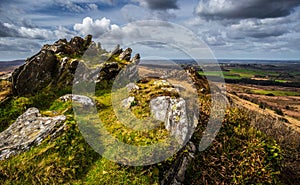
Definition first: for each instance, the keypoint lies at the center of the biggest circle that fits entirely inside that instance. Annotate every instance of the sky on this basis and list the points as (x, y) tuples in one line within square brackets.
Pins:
[(230, 29)]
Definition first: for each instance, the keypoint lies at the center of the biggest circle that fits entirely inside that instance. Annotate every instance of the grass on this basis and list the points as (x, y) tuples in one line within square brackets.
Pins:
[(239, 155), (239, 73), (276, 93)]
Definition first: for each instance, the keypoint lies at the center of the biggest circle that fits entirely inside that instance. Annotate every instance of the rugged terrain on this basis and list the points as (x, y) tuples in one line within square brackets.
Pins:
[(41, 142)]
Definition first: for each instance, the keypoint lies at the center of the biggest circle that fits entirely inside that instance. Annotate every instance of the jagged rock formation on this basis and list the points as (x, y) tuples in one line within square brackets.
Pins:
[(83, 100), (29, 129), (173, 113), (55, 65), (46, 67)]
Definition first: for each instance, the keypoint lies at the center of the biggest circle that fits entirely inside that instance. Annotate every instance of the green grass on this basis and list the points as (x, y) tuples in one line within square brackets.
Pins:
[(281, 81), (276, 93), (238, 73)]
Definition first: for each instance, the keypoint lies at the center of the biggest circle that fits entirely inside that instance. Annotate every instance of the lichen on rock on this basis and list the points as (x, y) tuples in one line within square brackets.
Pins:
[(28, 130)]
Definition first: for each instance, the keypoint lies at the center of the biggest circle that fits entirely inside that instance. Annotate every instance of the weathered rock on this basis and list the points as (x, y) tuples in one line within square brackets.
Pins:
[(55, 66), (176, 174), (83, 100), (173, 113), (132, 86), (35, 74), (126, 55), (116, 51), (127, 102), (29, 129)]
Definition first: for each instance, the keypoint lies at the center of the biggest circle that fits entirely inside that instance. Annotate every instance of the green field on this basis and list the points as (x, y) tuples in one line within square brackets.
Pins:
[(239, 73), (276, 93)]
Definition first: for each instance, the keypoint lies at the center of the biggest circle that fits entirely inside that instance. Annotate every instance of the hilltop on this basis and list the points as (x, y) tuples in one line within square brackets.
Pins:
[(41, 143)]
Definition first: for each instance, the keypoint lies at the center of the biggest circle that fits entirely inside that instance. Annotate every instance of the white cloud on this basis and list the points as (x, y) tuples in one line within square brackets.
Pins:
[(37, 33), (95, 28)]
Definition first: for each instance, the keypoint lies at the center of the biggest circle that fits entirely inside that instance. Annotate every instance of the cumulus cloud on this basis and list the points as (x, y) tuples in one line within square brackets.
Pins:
[(232, 9), (96, 28), (158, 4), (12, 30), (256, 29)]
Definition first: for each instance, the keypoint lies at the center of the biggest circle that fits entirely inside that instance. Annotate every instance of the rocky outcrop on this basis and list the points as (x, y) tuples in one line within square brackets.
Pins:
[(28, 130), (55, 65), (174, 114), (83, 100), (176, 174), (47, 68)]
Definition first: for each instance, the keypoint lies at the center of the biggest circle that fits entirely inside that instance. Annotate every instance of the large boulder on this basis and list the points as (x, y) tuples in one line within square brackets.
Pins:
[(46, 67), (28, 130), (55, 65), (35, 74), (173, 112)]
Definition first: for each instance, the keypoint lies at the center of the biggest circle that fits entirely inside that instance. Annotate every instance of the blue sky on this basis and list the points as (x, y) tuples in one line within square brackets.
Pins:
[(244, 29)]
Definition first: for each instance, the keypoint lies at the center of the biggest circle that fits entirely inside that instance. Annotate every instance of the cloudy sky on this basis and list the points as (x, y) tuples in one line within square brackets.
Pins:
[(243, 29)]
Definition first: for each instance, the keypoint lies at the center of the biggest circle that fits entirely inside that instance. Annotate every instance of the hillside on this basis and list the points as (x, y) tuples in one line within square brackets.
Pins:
[(51, 133)]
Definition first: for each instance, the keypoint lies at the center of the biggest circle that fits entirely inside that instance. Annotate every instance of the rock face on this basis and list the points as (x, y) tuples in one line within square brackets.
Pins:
[(83, 100), (46, 67), (176, 174), (173, 113), (29, 129), (55, 65)]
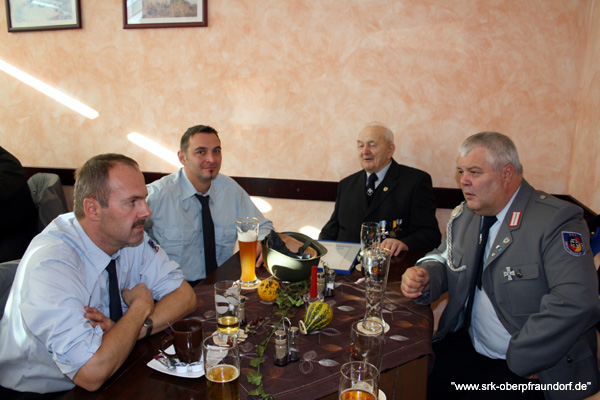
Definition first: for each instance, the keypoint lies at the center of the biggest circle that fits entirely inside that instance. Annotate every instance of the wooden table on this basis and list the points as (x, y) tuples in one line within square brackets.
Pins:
[(136, 380)]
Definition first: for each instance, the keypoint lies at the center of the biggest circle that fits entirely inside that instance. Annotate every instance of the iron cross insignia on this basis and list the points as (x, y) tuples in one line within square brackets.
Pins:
[(509, 273)]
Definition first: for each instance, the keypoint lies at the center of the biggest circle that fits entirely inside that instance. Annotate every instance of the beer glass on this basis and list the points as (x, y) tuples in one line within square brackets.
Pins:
[(376, 265), (227, 305), (222, 368), (247, 230), (358, 381), (366, 342), (370, 235)]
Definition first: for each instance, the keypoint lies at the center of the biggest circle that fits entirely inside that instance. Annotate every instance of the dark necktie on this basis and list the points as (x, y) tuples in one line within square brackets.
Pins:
[(483, 236), (371, 187), (116, 312), (208, 233)]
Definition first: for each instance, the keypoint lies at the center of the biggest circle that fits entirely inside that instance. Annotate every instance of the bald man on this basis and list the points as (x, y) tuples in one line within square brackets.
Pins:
[(399, 197)]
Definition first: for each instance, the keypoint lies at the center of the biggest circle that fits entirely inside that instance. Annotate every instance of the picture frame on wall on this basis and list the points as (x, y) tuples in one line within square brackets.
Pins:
[(38, 15), (164, 13)]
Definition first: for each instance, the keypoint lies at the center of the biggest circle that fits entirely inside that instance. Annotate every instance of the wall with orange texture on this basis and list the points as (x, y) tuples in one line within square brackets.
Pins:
[(289, 84), (584, 171)]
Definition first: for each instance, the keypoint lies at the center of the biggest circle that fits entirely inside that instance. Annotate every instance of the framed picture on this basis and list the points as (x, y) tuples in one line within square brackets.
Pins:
[(38, 15), (163, 13)]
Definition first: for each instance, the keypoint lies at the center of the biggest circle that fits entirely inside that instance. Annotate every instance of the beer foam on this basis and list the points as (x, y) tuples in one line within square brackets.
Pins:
[(249, 236)]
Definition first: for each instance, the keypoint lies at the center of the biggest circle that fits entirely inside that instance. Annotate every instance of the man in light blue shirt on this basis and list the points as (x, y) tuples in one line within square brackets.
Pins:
[(56, 332), (176, 222)]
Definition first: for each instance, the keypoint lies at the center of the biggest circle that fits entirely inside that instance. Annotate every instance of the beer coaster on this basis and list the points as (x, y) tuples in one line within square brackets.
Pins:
[(242, 335), (361, 328)]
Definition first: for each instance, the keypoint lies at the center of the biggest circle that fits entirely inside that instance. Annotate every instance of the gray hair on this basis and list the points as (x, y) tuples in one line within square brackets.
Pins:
[(388, 135), (91, 180), (501, 149)]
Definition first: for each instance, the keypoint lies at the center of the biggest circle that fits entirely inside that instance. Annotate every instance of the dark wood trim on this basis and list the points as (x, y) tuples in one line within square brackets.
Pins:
[(447, 198)]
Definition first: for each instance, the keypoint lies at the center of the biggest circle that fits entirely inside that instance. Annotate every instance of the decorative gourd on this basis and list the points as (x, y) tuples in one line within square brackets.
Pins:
[(317, 317), (267, 290)]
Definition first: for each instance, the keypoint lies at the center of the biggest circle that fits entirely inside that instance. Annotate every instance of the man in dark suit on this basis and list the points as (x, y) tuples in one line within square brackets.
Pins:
[(400, 198), (18, 213)]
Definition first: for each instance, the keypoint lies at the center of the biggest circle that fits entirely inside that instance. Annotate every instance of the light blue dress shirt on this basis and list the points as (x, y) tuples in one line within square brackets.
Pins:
[(44, 338), (176, 221)]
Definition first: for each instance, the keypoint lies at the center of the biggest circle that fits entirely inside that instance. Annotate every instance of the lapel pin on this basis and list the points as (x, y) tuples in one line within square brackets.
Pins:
[(509, 273)]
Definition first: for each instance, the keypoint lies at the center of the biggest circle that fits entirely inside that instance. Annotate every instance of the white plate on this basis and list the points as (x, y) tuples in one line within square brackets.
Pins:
[(158, 366)]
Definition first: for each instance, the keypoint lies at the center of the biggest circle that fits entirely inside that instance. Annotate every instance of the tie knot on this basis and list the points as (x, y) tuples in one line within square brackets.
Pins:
[(372, 179), (203, 199), (488, 222)]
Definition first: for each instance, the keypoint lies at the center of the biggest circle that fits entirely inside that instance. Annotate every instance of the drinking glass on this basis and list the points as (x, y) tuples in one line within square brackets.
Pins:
[(366, 342), (222, 368), (227, 304), (376, 266), (358, 381), (247, 230)]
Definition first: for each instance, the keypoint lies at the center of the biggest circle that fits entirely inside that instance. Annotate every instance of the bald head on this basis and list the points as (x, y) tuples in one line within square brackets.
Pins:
[(376, 147)]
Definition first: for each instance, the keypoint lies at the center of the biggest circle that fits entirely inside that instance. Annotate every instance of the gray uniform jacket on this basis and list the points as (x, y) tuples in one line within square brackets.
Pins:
[(541, 280)]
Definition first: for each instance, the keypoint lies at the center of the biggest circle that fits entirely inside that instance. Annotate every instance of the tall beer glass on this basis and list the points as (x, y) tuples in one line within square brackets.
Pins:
[(222, 368), (247, 229)]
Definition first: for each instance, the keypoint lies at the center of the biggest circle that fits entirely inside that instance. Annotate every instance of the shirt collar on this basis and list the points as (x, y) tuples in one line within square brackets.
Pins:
[(96, 256), (380, 174), (187, 189)]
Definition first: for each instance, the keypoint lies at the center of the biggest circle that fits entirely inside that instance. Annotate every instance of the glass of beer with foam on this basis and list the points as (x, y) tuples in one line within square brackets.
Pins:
[(247, 230), (359, 381), (222, 367)]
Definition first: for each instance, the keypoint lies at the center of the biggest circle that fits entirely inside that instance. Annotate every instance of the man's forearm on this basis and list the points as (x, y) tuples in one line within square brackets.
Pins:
[(172, 307)]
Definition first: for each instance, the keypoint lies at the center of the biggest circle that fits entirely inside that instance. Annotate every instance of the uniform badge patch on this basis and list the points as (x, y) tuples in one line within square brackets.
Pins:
[(573, 243), (515, 219), (153, 245)]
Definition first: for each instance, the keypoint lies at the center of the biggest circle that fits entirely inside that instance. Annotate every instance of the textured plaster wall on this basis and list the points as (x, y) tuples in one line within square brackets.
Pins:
[(584, 174), (289, 84)]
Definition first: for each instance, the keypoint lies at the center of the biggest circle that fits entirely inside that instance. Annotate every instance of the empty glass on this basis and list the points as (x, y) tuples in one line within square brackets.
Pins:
[(370, 235), (359, 380), (366, 342), (376, 267)]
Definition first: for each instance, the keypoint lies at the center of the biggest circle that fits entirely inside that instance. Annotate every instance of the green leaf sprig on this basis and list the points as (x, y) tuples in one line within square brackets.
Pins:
[(287, 301)]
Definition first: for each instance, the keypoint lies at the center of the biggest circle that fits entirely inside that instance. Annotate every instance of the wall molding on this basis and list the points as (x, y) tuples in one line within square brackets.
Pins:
[(297, 189)]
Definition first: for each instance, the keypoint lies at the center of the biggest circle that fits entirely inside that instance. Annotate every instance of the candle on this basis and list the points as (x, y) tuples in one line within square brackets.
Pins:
[(313, 282)]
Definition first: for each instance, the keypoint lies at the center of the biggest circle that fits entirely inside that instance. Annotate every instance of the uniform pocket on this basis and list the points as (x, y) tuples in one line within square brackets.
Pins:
[(523, 288)]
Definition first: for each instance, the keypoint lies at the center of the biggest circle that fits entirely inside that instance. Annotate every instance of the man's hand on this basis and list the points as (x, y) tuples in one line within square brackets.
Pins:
[(414, 281), (96, 318), (259, 254), (394, 245)]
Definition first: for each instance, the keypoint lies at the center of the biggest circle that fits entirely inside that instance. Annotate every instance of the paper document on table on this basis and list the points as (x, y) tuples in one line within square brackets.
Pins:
[(341, 256)]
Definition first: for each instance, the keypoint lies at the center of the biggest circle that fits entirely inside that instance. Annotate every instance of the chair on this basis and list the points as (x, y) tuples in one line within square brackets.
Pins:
[(7, 275), (49, 197)]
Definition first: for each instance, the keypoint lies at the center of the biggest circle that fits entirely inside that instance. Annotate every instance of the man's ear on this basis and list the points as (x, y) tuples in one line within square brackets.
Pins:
[(508, 172), (181, 156), (91, 208)]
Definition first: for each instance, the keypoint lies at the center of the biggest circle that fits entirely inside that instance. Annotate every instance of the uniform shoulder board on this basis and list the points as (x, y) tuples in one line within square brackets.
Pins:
[(457, 210), (153, 245), (573, 243)]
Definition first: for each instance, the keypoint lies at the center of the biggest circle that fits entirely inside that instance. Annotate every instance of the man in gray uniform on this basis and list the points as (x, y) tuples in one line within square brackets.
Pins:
[(524, 327)]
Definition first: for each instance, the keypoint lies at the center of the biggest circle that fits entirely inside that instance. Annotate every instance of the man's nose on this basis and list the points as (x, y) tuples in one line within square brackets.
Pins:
[(145, 211)]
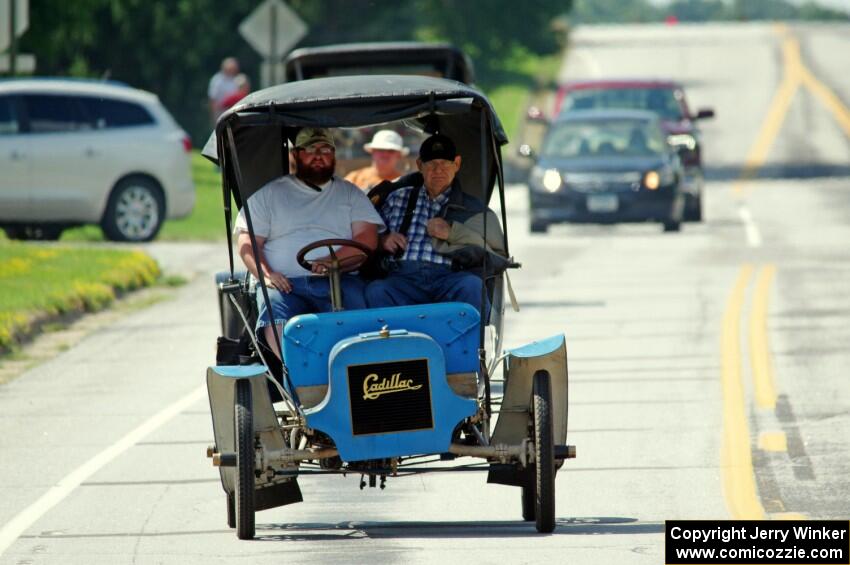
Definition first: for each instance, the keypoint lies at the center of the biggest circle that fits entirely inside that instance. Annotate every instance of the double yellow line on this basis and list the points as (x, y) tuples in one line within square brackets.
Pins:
[(739, 481), (736, 455), (796, 74)]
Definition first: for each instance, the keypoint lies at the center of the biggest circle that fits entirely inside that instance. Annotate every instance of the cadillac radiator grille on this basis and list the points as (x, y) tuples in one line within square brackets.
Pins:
[(390, 397)]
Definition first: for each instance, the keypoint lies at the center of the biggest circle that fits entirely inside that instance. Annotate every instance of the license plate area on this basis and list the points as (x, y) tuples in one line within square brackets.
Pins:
[(390, 397), (602, 203)]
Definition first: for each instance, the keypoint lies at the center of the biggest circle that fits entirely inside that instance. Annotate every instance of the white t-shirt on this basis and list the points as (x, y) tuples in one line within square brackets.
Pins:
[(221, 86), (290, 214)]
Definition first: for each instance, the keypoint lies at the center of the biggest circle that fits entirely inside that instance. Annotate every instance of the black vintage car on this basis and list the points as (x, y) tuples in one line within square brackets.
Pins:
[(441, 60), (397, 57), (605, 166)]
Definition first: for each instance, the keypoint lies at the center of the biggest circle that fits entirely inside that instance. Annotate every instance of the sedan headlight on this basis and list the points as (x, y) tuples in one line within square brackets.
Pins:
[(548, 180), (552, 180), (654, 179)]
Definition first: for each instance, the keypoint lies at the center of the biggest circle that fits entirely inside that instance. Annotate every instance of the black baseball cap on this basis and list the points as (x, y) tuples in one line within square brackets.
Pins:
[(437, 146)]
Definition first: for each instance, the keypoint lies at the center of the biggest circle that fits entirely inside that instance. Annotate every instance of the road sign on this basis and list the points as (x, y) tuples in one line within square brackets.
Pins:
[(22, 20), (272, 29)]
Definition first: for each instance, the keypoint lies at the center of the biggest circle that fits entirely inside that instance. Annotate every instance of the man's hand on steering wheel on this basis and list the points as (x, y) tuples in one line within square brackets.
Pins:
[(349, 257)]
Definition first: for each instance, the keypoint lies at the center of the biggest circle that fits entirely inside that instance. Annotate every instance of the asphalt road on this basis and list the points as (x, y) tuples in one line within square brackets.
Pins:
[(707, 367)]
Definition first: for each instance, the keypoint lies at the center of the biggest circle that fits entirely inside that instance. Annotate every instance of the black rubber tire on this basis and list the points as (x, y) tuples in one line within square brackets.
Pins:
[(693, 212), (538, 226), (145, 196), (243, 427), (231, 511), (544, 453), (528, 501), (672, 226)]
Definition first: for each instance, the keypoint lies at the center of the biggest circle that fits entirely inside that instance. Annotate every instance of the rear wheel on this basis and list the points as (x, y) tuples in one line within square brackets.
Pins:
[(544, 454), (135, 210), (243, 423)]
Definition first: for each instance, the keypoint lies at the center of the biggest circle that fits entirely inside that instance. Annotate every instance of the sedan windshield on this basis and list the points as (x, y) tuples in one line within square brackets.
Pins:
[(603, 138), (661, 101)]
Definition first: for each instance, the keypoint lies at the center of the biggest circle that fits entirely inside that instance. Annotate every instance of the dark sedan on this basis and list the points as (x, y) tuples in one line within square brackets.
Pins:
[(666, 99), (606, 166)]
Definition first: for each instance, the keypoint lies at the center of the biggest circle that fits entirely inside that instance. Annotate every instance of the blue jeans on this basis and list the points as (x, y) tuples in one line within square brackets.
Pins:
[(423, 282), (309, 295)]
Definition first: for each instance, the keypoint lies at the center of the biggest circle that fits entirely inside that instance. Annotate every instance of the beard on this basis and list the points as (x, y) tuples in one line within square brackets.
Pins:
[(315, 171)]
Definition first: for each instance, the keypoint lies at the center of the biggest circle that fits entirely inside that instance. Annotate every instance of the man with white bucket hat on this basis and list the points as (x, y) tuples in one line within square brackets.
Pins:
[(387, 150)]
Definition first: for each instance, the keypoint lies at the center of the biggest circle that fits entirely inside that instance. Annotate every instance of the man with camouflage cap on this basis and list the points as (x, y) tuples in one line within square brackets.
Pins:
[(293, 211)]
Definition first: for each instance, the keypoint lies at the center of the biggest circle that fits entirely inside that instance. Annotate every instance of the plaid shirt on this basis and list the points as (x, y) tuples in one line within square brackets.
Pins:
[(419, 246)]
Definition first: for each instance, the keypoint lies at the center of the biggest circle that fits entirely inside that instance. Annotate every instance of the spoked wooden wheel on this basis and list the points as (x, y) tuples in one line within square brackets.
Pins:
[(544, 455), (243, 427)]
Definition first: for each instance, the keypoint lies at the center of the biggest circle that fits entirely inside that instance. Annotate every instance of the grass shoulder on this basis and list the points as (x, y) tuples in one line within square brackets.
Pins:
[(40, 285)]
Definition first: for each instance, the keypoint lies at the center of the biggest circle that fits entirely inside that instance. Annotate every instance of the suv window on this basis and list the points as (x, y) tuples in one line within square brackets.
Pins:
[(55, 113), (108, 113), (8, 116)]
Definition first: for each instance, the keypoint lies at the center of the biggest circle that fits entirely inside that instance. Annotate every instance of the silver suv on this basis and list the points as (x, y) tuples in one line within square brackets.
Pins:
[(76, 152)]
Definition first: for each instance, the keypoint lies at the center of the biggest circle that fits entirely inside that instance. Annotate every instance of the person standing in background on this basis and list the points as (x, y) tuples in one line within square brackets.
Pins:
[(222, 84), (243, 88)]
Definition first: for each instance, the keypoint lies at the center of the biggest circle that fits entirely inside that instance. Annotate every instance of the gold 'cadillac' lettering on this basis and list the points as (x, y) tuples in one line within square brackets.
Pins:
[(374, 386)]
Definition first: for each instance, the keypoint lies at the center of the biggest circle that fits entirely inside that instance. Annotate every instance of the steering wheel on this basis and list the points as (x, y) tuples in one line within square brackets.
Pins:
[(345, 264)]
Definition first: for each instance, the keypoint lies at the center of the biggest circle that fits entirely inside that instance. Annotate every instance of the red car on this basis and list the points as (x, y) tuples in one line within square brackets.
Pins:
[(663, 97)]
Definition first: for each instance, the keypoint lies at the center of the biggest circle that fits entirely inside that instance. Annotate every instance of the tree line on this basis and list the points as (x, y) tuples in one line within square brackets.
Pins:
[(172, 47)]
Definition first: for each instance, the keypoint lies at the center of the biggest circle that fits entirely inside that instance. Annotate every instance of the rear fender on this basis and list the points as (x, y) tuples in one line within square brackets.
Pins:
[(520, 364), (221, 387)]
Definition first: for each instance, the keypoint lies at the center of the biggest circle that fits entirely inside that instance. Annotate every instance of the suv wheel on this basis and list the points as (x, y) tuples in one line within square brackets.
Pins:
[(135, 210)]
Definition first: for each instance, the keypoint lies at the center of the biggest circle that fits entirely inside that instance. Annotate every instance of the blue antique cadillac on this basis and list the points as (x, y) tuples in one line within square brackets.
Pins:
[(378, 392)]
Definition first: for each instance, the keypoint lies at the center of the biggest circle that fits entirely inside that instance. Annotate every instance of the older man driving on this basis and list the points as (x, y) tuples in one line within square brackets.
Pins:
[(295, 210), (423, 270)]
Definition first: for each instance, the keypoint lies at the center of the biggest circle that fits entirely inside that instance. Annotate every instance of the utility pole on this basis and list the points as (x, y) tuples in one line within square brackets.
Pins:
[(13, 36)]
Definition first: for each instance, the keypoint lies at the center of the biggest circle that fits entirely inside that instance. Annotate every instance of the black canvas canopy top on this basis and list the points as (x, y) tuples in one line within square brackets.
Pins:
[(262, 125), (404, 57)]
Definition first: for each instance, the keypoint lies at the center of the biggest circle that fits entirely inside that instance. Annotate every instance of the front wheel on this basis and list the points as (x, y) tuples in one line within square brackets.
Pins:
[(528, 498), (538, 226), (544, 454), (243, 424), (135, 210)]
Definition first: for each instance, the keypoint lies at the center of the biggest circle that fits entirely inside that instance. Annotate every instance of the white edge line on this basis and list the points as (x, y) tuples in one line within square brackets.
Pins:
[(750, 227), (26, 518)]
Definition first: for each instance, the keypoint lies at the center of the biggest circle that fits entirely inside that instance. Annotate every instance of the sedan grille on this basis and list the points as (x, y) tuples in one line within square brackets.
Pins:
[(599, 182), (390, 397)]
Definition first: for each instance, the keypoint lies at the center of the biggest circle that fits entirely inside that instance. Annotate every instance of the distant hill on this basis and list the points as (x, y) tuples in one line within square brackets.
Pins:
[(614, 11)]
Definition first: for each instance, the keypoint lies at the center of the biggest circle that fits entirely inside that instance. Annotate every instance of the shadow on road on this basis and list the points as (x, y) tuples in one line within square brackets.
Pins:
[(476, 529)]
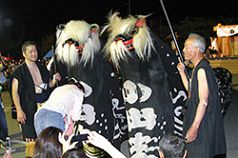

- - - - - - -

[What needs to be done]
How many of the lines above hold the word "hand"? State that number and nothing else.

[Written solution]
2